> _Provided text_:
________________________________________

The Quantity Theory of Money is the idea that the primary determinant of movements in the price level is demand-pull inflation stemming from increases in the money supply. It is represented by the equation MV = PY, where M is the money supply, V is the velocity of money, P is the price level, and Y is the total amount of goods and services for sale. The theory states that as the money supply increases, V and Y tend to stay constant and P increases proportionately with M. Monetarists and neoclassical economists use this equation to argue that increases in the money supply will always lead to proportionate increases in consumer prices, but this is wrong for several reasons.


First, QTM tells you nothing about whether the new money is being spent.

People cannot bid up prices unless they actually try to make purchases on goods that have elastic prices. Merely considering the quantity of money tells you nothing about whether everyone has money or if only one person has most of the money. This distributional analysis is important because the marginal propensity to spend money on consumer goods decreases as wealth increases. If new money goes to businesses or to people whose material needs are already met, the amount of spending on consumer goods will not increase as much as if that same money went to someone who needed to make an immediate purchase to satisfy their material needs. Even if the new money is given to poor people, the recipient may have a reason or incentive to save some of that money.

________________________________________

[Segmentation annotation records]
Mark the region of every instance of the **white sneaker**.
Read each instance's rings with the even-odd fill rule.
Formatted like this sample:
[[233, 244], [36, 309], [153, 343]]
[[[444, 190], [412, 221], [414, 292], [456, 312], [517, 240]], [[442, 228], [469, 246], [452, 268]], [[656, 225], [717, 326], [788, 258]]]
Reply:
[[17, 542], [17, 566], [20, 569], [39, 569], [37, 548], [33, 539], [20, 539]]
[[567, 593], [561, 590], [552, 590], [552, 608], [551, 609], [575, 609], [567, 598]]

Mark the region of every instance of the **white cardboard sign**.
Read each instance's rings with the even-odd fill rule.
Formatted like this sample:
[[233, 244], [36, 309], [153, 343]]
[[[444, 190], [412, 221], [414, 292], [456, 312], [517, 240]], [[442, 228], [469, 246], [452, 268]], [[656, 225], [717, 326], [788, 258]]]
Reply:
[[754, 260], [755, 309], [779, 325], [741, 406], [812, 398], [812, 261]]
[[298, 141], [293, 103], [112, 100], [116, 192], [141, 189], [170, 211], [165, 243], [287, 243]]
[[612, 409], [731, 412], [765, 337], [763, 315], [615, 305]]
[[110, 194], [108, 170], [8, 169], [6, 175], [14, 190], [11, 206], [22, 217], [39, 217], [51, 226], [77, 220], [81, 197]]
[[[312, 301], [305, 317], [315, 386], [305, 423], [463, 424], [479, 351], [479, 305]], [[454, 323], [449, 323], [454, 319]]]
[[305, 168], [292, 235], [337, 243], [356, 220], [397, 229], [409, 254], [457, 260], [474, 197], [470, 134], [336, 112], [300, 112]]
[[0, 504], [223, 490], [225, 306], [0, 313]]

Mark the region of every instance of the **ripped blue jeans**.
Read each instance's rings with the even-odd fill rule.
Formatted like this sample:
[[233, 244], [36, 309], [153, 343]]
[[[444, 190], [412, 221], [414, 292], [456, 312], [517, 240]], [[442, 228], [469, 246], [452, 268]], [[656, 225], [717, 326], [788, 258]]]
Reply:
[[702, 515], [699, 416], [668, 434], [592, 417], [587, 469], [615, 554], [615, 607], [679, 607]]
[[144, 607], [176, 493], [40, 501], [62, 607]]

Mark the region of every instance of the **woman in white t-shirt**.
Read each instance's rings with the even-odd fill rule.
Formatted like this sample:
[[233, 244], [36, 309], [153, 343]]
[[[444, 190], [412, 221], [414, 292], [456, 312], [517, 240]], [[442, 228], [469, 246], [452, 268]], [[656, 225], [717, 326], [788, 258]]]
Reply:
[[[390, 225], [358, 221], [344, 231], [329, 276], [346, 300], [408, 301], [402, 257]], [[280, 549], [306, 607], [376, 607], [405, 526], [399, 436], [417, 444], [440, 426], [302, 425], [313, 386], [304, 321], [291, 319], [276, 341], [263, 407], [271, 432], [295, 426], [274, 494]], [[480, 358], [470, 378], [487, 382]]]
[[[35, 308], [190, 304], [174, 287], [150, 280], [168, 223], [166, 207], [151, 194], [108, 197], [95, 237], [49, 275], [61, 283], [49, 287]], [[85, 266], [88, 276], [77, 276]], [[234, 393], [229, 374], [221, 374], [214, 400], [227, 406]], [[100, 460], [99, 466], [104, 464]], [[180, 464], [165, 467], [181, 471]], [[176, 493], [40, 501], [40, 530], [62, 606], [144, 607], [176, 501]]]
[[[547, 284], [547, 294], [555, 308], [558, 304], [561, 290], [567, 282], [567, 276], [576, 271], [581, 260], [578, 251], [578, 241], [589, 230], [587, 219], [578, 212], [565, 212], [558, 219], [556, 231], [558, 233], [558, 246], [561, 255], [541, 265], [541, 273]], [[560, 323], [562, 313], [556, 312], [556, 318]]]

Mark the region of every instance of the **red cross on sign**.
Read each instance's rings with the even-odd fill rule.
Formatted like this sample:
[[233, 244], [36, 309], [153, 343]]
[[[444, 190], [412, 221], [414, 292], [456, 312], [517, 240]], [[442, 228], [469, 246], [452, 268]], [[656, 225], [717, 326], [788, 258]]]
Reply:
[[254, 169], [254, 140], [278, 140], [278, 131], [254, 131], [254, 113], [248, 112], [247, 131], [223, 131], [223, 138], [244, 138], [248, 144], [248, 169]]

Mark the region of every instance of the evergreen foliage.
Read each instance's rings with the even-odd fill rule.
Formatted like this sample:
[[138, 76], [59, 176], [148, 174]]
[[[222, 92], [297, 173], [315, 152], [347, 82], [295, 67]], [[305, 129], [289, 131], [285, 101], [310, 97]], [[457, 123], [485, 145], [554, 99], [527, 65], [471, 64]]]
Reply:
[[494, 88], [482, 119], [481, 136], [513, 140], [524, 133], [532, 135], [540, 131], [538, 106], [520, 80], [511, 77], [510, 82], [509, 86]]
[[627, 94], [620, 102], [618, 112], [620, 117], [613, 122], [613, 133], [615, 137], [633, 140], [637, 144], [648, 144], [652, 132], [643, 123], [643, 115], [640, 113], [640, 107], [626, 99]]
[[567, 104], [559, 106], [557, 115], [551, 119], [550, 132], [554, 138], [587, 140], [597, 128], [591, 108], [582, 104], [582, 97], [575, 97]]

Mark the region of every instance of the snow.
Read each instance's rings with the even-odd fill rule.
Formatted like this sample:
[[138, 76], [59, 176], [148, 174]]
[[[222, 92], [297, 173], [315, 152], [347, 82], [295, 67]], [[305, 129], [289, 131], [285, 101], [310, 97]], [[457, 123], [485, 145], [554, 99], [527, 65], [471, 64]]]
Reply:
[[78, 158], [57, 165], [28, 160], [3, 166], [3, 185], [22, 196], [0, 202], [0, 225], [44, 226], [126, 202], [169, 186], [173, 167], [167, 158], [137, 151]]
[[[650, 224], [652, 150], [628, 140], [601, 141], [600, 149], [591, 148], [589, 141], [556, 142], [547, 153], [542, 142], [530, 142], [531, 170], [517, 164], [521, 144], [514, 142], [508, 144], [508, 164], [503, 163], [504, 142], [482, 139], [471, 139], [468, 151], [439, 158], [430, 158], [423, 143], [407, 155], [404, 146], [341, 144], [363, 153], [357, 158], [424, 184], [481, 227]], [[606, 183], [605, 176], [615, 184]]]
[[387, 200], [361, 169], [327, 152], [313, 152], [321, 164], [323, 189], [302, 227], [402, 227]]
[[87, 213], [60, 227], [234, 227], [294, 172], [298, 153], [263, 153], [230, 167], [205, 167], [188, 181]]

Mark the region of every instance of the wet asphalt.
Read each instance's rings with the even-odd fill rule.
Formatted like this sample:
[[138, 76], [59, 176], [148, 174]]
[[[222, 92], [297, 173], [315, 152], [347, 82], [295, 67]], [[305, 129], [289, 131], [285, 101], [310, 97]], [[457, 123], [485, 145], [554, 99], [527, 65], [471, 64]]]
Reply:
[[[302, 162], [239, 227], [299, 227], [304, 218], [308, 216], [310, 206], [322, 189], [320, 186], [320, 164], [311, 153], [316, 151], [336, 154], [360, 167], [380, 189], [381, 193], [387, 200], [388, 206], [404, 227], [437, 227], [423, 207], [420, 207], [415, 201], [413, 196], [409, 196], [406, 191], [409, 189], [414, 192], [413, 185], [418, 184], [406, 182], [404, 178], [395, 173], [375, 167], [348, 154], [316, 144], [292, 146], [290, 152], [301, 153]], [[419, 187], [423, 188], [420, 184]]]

________________________________________

> _Required work_:
- a) Output the stretch of the passage on the Quantity Theory of Money from "The Quantity Theory" through "for several reasons.".
- b) In the passage on the Quantity Theory of Money, what happens to the marginal propensity to spend money on consumer goods as wealth increases?
- c) Take the passage on the Quantity Theory of Money further, starting after its last sentence.

> _Answer set_:
- a)
The Quantity Theory of Money is the idea that the primary determinant of movements in the price level is demand-pull inflation stemming from increases in the money supply. It is represented by the equation MV = PY, where M is the money supply, V is the velocity of money, P is the price level, and Y is the total amount of goods and services for sale. The theory states that as the money supply increases, V and Y tend to stay constant and P increases proportionately with M. Monetarists and neoclassical economists use this equation to argue that increases in the money supply will always lead to proportionate increases in consumer prices, but this is wrong for several reasons.

- b) It decreases.

- c)
Second, even if money is spent, merely looking at the quantity of money tells you nothing about what that money is being spent on.

Even if the new money is being spent, we do not know what people will spend it on. Recipients of new money who do not save it they may want to spend it on something which functionally has an unlimited supply, such as online media, or they may want to invest it in financial assets or gamble it away. They may send it to relatives living in other countries. None of this would have any direct impact on consumer prices. Furthermore, if the new money was spent on productive investment, this would create resistance to price increases, which would have the opposite effect that the QTM predicts.


Third, the Y in MV=PY is not fixed unless an economy is at full employment.

Even if we know that the recipients of new money are spending it on consumer goods, most of the time, firms have flexibility in their output decisions, and the empirical research shows that they do adjust output and employment according to expected demand for their products. (McIntosh 1989) If firms increase output and employment according to expected demand, we should not expect increased demand to lead directly to increased prices.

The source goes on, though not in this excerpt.